SET TASK: Write out the records beneath this line exactly as they appear, minus any images.

MATERIAL FOR THIS EXERCISE:
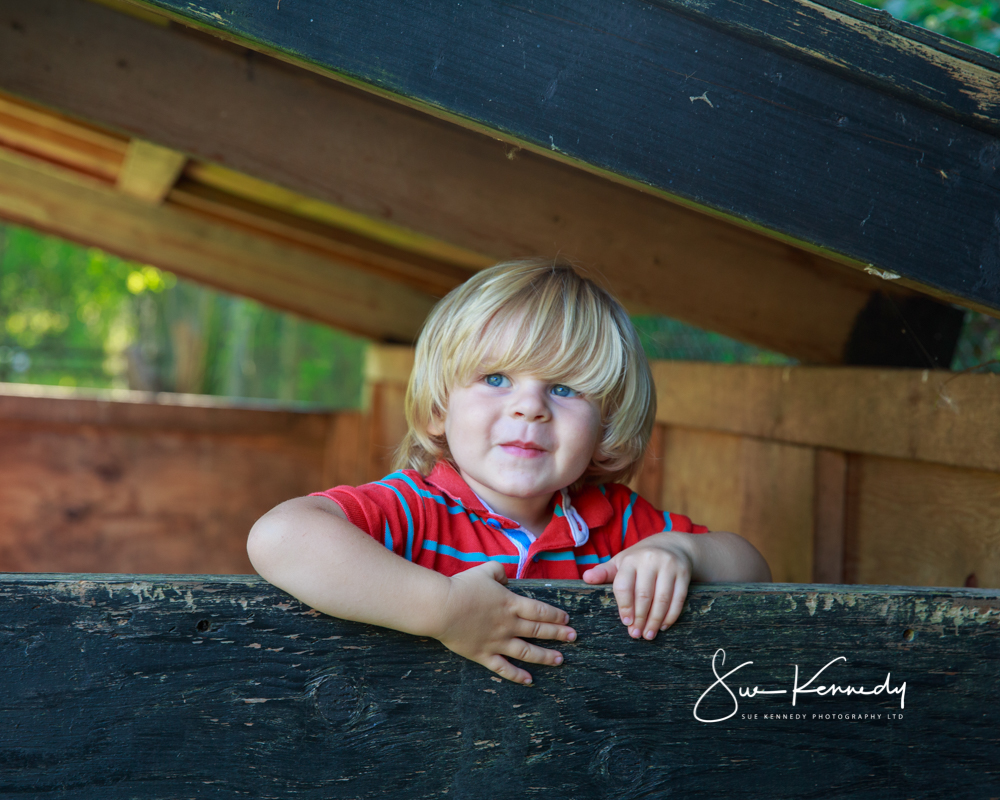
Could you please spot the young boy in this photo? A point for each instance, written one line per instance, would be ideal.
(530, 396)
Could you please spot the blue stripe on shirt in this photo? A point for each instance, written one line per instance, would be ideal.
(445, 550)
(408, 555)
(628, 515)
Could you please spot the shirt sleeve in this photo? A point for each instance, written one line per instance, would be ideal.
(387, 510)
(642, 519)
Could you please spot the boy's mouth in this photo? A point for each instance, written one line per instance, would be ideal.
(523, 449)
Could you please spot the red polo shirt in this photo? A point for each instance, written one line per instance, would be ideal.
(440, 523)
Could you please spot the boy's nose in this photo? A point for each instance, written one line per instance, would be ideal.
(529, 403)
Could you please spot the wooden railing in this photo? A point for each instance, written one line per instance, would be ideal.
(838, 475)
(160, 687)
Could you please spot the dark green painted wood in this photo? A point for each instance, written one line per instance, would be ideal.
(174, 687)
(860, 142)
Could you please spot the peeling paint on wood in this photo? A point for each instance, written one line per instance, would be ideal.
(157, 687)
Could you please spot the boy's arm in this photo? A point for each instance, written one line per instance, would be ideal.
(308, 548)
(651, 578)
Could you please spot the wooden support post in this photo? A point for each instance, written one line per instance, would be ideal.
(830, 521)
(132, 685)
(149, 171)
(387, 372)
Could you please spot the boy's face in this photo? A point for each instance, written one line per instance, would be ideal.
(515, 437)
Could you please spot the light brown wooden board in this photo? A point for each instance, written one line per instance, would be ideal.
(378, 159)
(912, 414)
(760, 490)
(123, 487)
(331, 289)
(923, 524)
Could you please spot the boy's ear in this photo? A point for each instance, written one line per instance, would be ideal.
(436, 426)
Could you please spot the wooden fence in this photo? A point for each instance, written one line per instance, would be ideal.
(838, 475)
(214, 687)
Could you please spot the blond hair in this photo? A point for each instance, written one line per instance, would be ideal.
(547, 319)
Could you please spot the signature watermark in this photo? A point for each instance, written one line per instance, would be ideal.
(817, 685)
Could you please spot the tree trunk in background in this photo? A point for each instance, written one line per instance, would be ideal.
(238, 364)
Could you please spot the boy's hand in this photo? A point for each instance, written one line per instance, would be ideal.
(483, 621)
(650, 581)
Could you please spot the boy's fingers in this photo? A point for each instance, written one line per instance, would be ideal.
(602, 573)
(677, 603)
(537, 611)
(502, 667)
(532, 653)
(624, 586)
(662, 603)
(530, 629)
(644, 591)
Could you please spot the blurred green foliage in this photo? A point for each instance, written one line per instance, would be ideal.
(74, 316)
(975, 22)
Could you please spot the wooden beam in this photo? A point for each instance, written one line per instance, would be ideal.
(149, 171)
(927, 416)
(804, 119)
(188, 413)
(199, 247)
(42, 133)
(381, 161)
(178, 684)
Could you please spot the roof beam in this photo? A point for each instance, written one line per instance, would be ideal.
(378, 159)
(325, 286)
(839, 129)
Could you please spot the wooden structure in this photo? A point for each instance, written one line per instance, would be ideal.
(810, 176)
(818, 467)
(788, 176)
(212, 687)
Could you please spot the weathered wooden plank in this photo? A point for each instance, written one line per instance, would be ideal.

RESPONSE TO THIS EXERCISE:
Could you please spot the young boy in this photo? A point for each instance, written one line per instance, would be ideal.
(530, 396)
Could you please spot the blue stripe on shirt in this photo? A point for each instance, written one line per instance, would be ideal.
(445, 550)
(408, 555)
(628, 515)
Could you please spot the shirt sleeve in this photo? A point for each instance, written one line per instance, would be ideal.
(387, 510)
(642, 519)
Could you please spot the boy's mouth in this photo? A point for each instance, written one line per instance, would be ideal.
(523, 449)
Could you please spot the red polo shirt in this photo? A point for each instance, written one line per instance, would be ideal.
(440, 523)
Could you please spot the boy's nose in this photo? A point for each instance, written one line per instance, would be ideal.
(529, 403)
Could you please spot the wooden railing in this photo? A point for each instance, written one line per instance, would be ideal.
(838, 475)
(160, 687)
Could you please spot the dark green painted wood in this photo? A point for each instance, written one line per instance, would be ideal.
(174, 687)
(860, 142)
Could you please spot the peeling paint on wood in this photo? A point for each instance, written one line per instance, would be ideal.
(157, 687)
Could you please spot the boy's arm in this photo? A point for each instance, written one line per instance, would be ideal.
(308, 548)
(651, 578)
Could you please spot the wooden support post in this photo? A point for each instance, written one line per instance, would be ideal.
(830, 521)
(132, 685)
(149, 171)
(387, 372)
Could you please spot the boy's face in this photo? A point for each instance, written one line per instance, would be ideal.
(515, 437)
Could you please spot the light brown wooden board in this photo? A point for each instance, written one line per instance, would be ideal.
(378, 159)
(912, 414)
(760, 490)
(123, 487)
(331, 289)
(923, 524)
Could you please spot the boy's ear in this photo? A point for each instance, written one line per instance, would be ideal.
(436, 426)
Could you please spot the wooden fence in this photo? A point for each instance, written one line per instance, would be ideal.
(838, 475)
(214, 687)
Could you please spot the blond hair in this photo? A point for each instance, written one line per instance, would be ideal.
(547, 319)
Could you please spot the signature watermark in this photo? A point for each instance, written one line per instance, would be ideal.
(817, 685)
Could you please spot the tree trunk in background in this photo? A point for each instance, written one line per instance, would be ideal.
(238, 364)
Could you please spot the boy's hand in this photo? A point for each instance, written one line per instance, would be ideal.
(483, 621)
(650, 581)
Could you please spot the boy's fingers in this photo? A point for each instance, written one line per instance, would be ideal.
(602, 573)
(677, 603)
(537, 611)
(502, 667)
(532, 653)
(624, 586)
(662, 603)
(530, 629)
(644, 591)
Could you please spot the blurred green foliage in this photo? A point for each instance, written one line per instance, would be ideal.
(74, 316)
(975, 22)
Could you please spot the wooden beam in this photo? A point for each instance, written one line per instance, would be ideal.
(149, 171)
(927, 416)
(804, 119)
(188, 413)
(199, 247)
(42, 133)
(381, 161)
(178, 684)
Could you please spot the roof beam in this photo? A point for each instance, written one line per instance, would be ideal.
(378, 159)
(325, 286)
(839, 129)
Could you please spot the wooden structure in this photo? A point for each instance, written one line per instance, would be ideal.
(810, 176)
(818, 467)
(788, 176)
(212, 687)
Could you please spot the weathered wooden plank in this photo? A point for each instance, written one line per instance, would be ideal.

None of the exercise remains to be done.